**Study text:**

▼▼▼

# New Project



## austinroberts23 (Jan 25, 2012)

Heres a new project that I am working on. I was given a 10g tank and my wife wanted some betta. So heres my attempt!

Heres the grid for drilling the water flow holes 










Here are the holes after drilling 










This is the first set up I did. I changed it to house the females in the middle instead of one side 










I ruffed up the plexi to break some sight issues










Here is the water test with the final set up. Holding water well!



















Im going to let it sit for a day or two to make sure it will all hold. If it does I will order my filter and driftwood and start the set up!


----------



## arch aquatics (Feb 28, 2012)

Nice work on the dividers

Did you use any special acrylic or just regular old plexi?

Reason im asking is that in the near future i will be dividing 40 breeders into 8 compartments for isolation pods to hold Bangaii's


----------



## austinroberts23 (Jan 25, 2012)

I did normal plexi but cleaned it about 20 times with pure water and vinegar. . Im sure there is plexi that is more suitable but nobody around here carries it.


----------



## grogan (Jan 23, 2011)

Well done. I like the look of it with the rim removed


----------



## finnedfish123 (Oct 26, 2011)

That is clever... Hope it works - if it doesn't you'll have a problem on your hands.....


----------



## TigerBarb12 (Jan 7, 2007)

the pic of it in the bathtub makes it look like a 20 gallon or even 29 gallon, but nice job, it looks great


----------



## austinroberts23 (Jan 25, 2012)

There were ZERO leaks from it. I have it emptied and sitting now. Ordering my filter and driftwood now. Hopefully my moss comes in sometime this week and I'll be able to start cycling with out the wood


----------



## TigerBarb12 (Jan 7, 2007)

sounds like it's all coming together nicely


----------



## austinroberts23 (Jan 25, 2012)

Got my braces for the top in today. Still waiting for my wood and filter to get in but I'm going to pick up the top today when I'm out running around


----------



## austinroberts23 (Jan 25, 2012)

Cycling!


----------



## TigerBarb12 (Jan 7, 2007)

congratulations man, it looks great, can't wait to see that wood in there


----------



## lohachata (Jan 27, 2006)

▲▲▲

**Supplied data:**

▼▼▼

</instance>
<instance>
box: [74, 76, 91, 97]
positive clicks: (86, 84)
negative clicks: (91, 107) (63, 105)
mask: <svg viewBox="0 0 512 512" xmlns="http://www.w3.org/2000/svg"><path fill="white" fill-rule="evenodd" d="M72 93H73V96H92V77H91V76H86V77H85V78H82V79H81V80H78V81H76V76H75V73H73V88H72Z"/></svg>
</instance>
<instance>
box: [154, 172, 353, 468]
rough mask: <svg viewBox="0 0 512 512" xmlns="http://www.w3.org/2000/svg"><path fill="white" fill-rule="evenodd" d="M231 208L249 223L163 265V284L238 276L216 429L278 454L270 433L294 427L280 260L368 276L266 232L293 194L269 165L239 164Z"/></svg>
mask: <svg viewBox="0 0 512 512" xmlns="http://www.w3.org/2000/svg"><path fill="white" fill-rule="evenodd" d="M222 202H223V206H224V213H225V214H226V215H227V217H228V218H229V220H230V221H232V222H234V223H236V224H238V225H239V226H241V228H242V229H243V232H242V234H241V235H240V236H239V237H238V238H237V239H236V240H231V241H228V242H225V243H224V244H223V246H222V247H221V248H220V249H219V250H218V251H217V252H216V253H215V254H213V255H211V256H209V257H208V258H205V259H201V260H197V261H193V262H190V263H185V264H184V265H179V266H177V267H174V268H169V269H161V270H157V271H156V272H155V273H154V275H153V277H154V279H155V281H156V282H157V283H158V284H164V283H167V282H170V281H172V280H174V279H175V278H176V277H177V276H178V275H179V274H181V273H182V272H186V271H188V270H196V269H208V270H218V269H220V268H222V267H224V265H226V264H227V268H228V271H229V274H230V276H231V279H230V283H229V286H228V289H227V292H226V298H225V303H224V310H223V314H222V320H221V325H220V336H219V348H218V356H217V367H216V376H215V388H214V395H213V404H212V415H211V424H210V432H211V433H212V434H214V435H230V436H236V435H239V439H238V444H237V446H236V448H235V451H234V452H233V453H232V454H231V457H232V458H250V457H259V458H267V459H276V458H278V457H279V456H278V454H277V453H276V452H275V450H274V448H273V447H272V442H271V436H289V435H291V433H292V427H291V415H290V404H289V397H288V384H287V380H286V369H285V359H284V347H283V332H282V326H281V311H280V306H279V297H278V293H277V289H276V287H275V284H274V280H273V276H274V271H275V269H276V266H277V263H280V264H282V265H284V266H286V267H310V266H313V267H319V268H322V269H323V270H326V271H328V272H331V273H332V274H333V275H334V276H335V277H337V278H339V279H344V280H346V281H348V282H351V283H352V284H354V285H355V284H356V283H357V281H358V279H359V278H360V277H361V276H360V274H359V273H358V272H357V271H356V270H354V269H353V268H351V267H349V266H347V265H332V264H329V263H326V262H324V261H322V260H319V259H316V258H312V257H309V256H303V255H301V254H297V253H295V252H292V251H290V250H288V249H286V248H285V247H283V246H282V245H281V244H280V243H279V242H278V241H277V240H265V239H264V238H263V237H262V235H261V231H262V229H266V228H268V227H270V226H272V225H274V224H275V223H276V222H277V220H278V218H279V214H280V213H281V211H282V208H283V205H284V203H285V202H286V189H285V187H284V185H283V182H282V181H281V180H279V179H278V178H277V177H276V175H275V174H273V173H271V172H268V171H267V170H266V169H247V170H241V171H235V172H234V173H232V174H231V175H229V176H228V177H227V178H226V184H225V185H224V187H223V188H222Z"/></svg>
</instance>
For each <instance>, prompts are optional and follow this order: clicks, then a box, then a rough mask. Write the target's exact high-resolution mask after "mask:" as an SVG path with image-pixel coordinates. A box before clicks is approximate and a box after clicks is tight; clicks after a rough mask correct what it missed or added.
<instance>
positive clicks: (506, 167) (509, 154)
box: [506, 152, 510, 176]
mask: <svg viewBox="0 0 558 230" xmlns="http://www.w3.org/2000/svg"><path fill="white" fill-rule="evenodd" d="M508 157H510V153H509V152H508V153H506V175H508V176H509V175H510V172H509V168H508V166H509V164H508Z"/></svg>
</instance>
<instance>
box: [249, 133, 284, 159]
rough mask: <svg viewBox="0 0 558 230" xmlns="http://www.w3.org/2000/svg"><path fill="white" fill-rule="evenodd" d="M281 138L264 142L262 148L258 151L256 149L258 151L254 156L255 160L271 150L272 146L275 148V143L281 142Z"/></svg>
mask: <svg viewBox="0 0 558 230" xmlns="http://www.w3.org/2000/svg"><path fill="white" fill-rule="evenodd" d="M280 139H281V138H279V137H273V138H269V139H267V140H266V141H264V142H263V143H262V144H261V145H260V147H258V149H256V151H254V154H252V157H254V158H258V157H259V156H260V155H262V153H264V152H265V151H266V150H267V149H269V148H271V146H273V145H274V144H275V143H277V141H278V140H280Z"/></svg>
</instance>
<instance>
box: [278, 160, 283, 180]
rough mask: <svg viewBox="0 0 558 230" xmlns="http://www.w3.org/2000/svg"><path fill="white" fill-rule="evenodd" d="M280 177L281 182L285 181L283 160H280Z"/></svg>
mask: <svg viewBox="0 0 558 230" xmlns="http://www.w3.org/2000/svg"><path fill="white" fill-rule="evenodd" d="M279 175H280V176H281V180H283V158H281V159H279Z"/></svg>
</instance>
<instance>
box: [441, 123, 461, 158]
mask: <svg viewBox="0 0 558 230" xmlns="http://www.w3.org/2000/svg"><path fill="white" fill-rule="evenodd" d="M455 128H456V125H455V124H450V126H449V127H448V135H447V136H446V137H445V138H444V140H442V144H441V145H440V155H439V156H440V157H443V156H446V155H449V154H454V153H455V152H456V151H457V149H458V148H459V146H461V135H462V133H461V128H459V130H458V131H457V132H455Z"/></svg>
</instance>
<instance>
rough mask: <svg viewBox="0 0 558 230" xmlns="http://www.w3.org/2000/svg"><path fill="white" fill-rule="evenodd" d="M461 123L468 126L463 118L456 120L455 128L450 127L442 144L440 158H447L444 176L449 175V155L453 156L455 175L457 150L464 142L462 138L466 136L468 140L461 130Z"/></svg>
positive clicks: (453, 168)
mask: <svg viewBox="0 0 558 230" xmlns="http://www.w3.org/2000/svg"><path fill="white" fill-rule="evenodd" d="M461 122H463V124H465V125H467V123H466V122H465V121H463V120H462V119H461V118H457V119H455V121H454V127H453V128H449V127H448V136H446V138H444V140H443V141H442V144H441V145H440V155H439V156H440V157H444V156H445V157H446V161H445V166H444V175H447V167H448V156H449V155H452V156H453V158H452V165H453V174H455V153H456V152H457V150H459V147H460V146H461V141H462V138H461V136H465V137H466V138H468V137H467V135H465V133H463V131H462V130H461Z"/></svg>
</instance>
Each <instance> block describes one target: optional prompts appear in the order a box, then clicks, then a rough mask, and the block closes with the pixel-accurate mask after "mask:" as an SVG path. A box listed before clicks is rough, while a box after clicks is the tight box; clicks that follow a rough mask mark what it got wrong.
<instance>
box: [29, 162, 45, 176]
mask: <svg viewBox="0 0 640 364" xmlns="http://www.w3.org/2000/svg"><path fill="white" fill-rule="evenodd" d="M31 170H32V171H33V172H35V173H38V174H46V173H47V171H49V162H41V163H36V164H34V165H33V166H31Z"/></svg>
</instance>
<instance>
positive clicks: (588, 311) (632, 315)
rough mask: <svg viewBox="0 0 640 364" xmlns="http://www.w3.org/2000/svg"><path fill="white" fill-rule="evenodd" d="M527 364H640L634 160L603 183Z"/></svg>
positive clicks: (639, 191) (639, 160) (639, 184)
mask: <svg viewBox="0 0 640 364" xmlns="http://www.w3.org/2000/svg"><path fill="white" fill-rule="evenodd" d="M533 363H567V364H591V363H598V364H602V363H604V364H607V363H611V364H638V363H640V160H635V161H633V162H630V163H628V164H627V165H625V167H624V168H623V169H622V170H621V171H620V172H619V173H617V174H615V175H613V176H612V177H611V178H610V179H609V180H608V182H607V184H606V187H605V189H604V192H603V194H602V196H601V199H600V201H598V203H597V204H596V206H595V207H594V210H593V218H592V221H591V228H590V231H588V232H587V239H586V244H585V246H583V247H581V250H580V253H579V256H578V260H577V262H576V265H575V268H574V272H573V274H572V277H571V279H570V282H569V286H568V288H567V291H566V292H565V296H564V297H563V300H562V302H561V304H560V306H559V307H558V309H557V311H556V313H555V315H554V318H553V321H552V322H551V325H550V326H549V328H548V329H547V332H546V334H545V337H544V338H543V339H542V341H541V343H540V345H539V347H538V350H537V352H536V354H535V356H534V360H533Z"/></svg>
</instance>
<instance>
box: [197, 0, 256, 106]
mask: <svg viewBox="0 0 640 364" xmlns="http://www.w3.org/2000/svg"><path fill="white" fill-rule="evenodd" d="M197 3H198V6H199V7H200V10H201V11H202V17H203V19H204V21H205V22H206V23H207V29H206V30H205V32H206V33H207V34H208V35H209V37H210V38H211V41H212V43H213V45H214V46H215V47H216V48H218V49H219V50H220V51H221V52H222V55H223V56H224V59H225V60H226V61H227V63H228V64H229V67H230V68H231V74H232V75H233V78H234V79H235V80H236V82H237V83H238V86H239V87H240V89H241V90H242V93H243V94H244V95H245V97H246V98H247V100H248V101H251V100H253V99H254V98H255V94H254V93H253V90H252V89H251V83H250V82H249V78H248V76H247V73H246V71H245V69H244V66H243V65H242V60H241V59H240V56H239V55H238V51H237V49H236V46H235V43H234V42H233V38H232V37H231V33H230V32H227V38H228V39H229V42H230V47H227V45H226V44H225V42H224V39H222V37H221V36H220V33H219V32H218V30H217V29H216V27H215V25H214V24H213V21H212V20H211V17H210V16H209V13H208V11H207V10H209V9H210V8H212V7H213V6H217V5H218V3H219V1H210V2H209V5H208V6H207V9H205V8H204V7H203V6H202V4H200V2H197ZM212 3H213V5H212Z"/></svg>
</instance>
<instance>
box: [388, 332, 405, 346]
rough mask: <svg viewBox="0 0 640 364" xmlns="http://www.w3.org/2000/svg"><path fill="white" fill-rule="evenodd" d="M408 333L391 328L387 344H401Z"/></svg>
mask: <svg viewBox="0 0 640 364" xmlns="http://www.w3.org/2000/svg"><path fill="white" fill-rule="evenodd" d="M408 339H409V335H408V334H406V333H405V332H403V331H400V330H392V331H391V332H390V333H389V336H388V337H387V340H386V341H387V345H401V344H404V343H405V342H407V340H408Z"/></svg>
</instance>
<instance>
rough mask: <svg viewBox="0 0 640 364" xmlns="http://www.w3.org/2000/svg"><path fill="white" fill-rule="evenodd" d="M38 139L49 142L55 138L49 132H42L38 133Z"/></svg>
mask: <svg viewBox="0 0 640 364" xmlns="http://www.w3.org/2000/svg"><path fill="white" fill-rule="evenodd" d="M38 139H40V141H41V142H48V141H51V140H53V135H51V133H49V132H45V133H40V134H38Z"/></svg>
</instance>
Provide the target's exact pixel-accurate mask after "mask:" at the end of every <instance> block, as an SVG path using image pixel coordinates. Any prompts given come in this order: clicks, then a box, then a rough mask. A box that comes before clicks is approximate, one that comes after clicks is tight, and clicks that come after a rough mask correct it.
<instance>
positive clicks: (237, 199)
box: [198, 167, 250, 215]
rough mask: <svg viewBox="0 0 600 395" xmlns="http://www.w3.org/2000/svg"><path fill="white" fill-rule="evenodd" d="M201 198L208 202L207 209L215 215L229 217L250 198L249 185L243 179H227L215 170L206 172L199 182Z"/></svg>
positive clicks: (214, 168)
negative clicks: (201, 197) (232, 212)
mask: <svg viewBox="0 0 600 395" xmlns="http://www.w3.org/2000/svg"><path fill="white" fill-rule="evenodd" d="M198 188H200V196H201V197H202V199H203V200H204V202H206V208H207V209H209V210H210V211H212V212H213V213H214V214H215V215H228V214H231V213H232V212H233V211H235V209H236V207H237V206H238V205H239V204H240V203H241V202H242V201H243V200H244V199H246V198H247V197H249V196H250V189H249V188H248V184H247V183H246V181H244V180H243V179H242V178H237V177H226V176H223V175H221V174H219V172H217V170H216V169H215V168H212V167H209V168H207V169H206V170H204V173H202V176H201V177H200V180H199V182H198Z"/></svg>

▲▲▲

**Action item:** Rewrite everything in the divided-tank thread from "## grogan (Jan" down to "on your hands.....", putting "smart" in place of "clever". The rows were drawn from a separate source.

**Response area:**
## grogan (Jan 23, 2011)

Well done. I like the look of it with the rim removed


----------



## finnedfish123 (Oct 26, 2011)

That is smart... Hope it works - if it doesn't you'll have a problem on your hands.....